**Work instructions**.
Could you edit the items below so that every "locate" becomes "find" and nothing else changes?

**Provided information**.
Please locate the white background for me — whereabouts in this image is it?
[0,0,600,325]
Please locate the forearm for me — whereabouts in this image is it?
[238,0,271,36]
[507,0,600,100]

**Answer for the task**.
Please find the white background for me — whereabouts in this image is it?
[0,0,600,325]
Please find the forearm for me — whereabouts in this image is it?
[238,0,271,36]
[507,0,600,100]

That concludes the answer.